> [SUPPLIED DATA]
=====

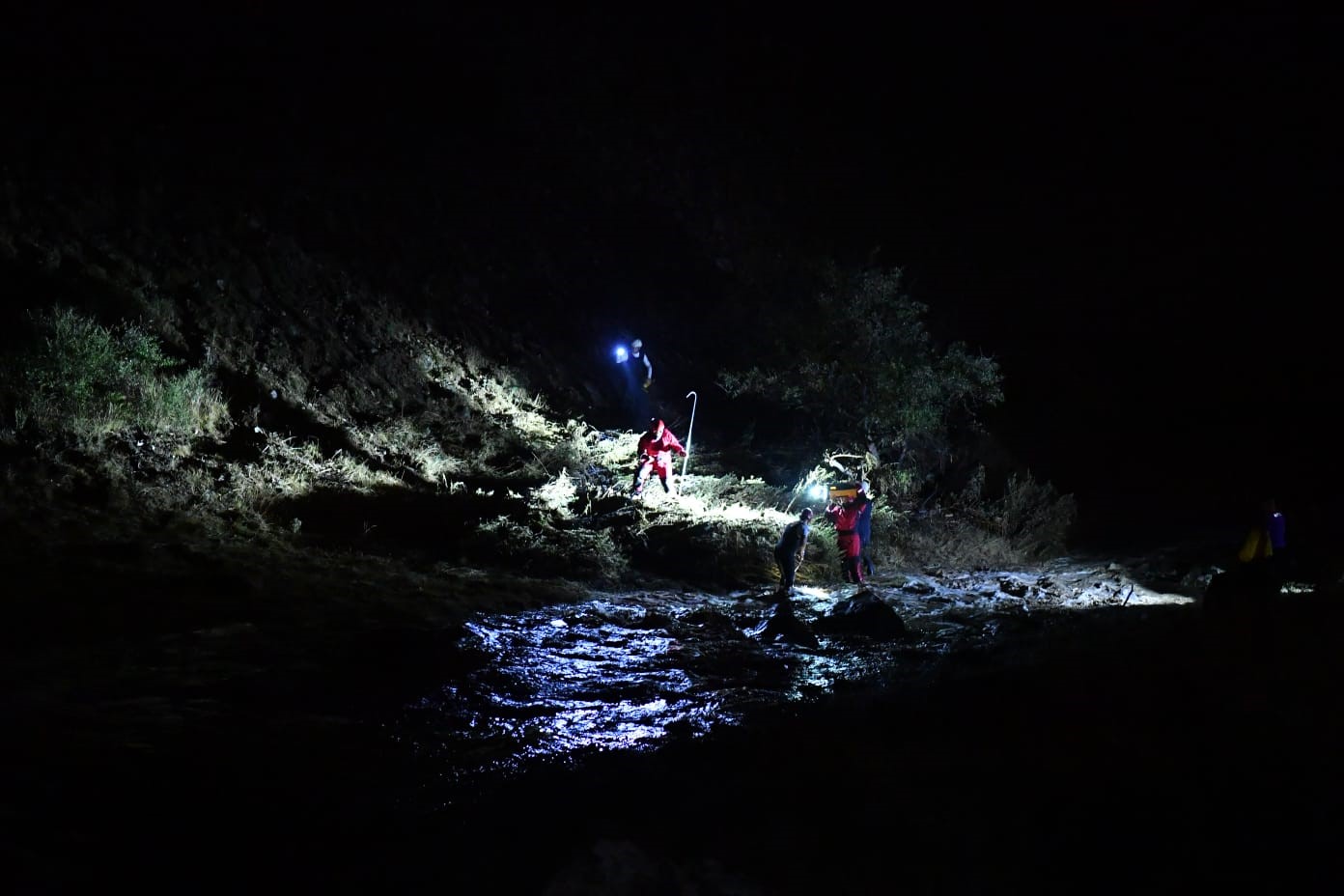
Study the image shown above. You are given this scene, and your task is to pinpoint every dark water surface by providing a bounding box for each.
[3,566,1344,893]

=====

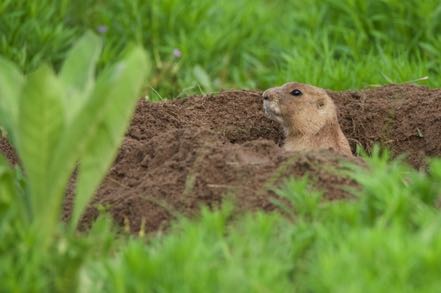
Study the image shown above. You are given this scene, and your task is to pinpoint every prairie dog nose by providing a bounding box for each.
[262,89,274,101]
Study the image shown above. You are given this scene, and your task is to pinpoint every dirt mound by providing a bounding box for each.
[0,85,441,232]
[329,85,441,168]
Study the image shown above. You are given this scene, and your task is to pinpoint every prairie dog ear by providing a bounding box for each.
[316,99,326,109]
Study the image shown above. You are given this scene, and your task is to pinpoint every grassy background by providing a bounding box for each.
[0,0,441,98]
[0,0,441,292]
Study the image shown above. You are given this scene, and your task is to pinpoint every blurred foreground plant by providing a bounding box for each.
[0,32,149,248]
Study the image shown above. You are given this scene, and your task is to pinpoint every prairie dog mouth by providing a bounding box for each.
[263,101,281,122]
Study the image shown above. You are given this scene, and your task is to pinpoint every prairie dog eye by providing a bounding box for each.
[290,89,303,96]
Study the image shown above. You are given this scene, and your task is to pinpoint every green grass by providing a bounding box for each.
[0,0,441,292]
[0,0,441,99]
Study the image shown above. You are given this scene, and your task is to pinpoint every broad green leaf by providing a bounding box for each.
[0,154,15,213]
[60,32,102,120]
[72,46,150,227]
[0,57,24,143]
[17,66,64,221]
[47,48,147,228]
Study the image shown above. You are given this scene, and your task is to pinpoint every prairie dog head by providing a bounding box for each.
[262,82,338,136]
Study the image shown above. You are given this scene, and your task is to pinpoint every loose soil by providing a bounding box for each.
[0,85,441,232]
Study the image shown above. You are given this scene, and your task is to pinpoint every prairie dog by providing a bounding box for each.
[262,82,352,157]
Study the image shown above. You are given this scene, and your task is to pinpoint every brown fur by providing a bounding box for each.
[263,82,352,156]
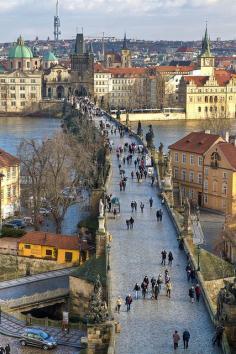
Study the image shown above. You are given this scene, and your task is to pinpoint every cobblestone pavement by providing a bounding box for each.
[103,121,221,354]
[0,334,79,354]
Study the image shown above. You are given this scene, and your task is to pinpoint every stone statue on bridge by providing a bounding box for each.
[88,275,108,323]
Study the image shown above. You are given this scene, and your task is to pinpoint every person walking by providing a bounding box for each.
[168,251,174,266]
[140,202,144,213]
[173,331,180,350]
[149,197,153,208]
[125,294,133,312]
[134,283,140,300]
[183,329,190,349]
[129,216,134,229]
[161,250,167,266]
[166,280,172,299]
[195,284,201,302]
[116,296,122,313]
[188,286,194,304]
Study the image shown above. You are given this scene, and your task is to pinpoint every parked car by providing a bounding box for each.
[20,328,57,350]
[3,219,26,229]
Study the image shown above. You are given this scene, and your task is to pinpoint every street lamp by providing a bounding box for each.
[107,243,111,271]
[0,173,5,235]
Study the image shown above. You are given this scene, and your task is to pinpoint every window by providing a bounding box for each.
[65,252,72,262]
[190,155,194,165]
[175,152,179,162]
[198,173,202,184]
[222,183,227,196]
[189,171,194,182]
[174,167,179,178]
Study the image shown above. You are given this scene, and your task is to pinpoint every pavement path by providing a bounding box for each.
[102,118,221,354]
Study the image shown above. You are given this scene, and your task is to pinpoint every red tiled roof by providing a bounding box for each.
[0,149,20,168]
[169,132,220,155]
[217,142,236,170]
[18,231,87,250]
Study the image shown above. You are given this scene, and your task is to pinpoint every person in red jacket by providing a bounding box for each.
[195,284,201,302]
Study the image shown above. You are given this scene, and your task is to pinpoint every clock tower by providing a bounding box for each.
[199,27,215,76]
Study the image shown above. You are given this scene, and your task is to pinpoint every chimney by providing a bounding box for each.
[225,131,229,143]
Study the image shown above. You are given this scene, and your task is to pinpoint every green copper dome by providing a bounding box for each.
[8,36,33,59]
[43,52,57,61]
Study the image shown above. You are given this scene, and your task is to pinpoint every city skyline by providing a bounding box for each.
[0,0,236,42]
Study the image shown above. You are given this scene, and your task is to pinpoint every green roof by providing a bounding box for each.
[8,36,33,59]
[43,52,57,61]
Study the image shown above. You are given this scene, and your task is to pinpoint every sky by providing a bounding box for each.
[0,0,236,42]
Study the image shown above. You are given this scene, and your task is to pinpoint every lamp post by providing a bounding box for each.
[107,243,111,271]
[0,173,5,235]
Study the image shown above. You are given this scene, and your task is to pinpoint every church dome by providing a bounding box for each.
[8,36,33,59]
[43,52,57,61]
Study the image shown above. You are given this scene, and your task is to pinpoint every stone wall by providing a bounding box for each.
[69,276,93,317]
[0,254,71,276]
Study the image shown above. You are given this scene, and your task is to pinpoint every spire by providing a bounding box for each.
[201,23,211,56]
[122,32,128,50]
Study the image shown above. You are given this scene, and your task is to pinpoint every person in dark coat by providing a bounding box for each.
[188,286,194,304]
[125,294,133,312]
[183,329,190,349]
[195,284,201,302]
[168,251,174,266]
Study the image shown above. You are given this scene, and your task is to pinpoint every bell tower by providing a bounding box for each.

=====

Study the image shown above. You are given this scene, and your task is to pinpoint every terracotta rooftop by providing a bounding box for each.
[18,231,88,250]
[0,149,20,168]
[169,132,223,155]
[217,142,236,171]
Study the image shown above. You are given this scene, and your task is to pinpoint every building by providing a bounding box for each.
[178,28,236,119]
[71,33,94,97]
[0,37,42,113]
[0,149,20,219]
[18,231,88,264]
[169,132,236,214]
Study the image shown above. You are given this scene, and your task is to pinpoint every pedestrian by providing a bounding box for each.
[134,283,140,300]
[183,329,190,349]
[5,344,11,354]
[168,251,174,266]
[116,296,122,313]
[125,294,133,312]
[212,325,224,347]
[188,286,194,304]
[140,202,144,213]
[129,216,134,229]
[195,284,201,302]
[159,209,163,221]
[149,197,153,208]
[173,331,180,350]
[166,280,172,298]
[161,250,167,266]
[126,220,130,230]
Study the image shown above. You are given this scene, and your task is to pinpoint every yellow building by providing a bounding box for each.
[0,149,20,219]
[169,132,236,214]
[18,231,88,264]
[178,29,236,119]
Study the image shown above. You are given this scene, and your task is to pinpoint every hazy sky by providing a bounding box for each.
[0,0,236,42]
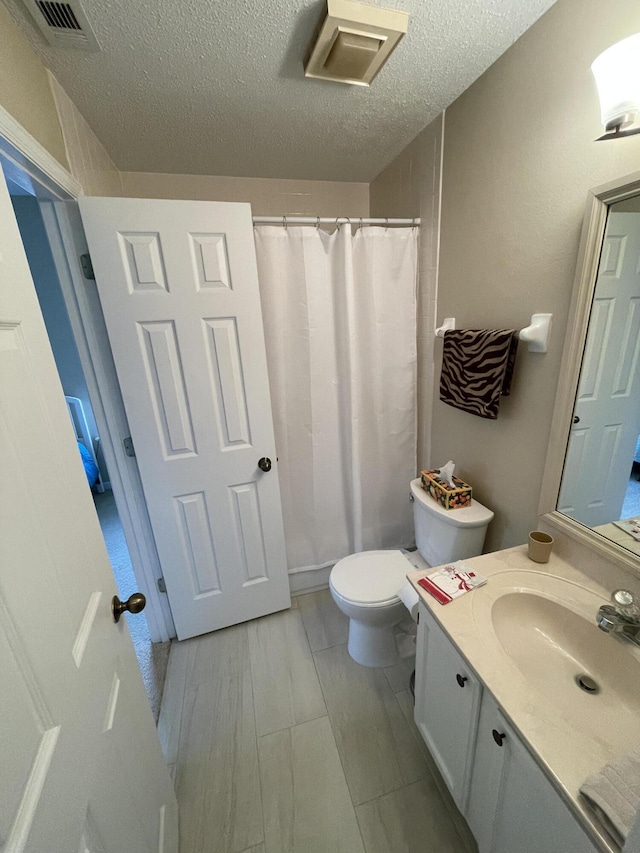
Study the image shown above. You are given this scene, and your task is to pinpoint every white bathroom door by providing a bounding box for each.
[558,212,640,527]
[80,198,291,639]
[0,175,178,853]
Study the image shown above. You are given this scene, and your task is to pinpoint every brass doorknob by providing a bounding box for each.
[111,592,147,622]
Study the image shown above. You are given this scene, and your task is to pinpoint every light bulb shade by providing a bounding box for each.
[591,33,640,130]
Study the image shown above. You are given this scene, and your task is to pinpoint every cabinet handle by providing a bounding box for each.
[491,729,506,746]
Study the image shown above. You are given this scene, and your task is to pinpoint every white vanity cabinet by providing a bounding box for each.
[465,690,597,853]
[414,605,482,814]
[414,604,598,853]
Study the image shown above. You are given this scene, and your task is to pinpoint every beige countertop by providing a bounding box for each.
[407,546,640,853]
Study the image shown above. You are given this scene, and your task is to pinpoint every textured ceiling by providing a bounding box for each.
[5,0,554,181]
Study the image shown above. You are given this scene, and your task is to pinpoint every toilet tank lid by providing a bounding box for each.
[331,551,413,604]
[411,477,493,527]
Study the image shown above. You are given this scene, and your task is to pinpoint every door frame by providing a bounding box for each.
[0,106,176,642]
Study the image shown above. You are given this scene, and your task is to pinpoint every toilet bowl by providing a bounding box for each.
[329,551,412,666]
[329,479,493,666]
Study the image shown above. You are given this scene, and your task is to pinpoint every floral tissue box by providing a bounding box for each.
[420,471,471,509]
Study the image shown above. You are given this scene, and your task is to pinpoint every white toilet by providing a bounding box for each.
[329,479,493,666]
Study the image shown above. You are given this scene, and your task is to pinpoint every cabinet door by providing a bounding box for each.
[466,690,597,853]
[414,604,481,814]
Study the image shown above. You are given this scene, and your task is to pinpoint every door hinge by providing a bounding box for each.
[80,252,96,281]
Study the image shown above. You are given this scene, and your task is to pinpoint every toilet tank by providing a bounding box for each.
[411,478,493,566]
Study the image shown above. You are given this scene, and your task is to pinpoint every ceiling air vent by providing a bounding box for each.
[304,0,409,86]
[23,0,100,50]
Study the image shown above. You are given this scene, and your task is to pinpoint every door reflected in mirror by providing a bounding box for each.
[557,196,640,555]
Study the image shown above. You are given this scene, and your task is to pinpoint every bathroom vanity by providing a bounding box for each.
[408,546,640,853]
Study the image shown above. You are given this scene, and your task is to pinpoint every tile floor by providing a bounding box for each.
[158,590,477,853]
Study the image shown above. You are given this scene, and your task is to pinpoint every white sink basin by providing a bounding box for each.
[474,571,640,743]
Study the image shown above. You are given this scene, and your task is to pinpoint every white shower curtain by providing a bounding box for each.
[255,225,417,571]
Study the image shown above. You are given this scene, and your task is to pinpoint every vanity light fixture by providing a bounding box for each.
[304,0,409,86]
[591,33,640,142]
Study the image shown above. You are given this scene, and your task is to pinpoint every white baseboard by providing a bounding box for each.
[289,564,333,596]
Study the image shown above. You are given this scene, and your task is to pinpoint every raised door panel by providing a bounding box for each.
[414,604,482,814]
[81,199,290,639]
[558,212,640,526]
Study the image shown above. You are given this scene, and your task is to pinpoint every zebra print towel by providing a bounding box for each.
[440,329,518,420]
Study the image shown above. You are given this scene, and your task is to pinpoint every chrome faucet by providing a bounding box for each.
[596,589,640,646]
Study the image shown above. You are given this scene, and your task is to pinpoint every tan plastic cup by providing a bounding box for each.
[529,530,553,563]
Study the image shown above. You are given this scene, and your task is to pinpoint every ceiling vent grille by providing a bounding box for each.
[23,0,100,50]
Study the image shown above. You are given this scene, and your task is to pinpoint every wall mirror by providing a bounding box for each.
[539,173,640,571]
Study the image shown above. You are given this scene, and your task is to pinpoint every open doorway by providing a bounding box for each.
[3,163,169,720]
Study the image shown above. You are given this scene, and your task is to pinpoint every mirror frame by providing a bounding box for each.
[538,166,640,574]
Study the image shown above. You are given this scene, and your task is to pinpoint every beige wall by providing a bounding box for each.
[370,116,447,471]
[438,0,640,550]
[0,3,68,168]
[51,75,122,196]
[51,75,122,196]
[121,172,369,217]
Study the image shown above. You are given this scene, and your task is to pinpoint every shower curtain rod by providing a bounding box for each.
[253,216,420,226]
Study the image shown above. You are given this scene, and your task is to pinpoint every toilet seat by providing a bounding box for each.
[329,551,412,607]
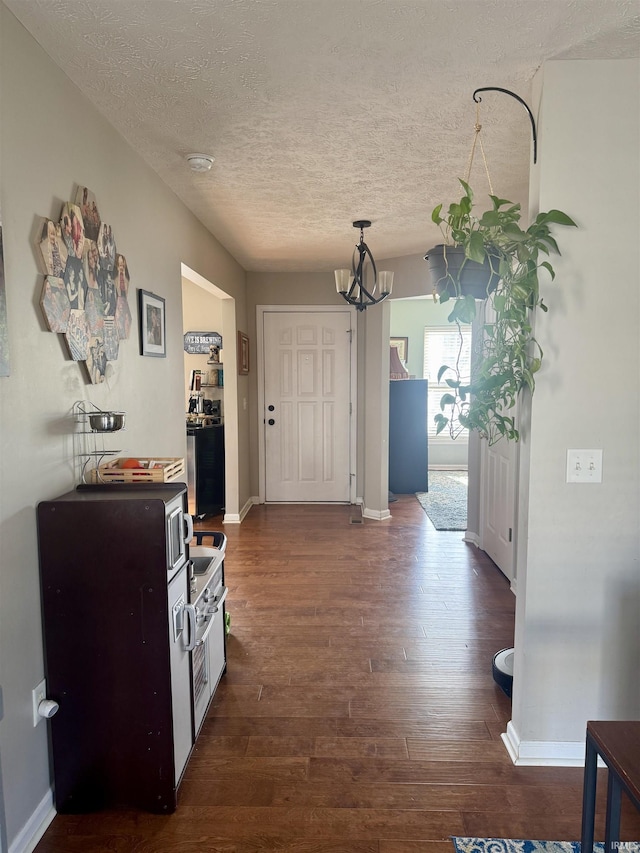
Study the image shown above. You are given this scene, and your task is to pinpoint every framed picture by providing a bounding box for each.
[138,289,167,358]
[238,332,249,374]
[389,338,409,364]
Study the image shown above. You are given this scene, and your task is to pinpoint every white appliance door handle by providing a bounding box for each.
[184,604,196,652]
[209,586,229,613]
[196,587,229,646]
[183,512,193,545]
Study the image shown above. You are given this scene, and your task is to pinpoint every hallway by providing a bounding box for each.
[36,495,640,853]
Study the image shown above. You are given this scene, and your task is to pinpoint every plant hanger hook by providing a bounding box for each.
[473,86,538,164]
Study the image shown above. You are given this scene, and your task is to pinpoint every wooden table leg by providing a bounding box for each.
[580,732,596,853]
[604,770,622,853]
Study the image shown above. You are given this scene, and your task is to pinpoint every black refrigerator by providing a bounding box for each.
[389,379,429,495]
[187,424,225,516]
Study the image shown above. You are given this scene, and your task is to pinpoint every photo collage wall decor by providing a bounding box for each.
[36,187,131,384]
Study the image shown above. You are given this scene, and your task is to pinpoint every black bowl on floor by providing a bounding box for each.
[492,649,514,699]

=====

> [AIM] Rewrite the listing from the line with "surface by providing a bounding box for each." to the line with "[3,566,1344,893]", putting "still water surface" in place of "dark water surface" and leaving everything else unchanged.

> [RESPONSE TO THIS TASK]
Study the image shown above. You are given this scene, and your task is to pinpoint every still water surface by providing a bounding box for each.
[3,566,1344,893]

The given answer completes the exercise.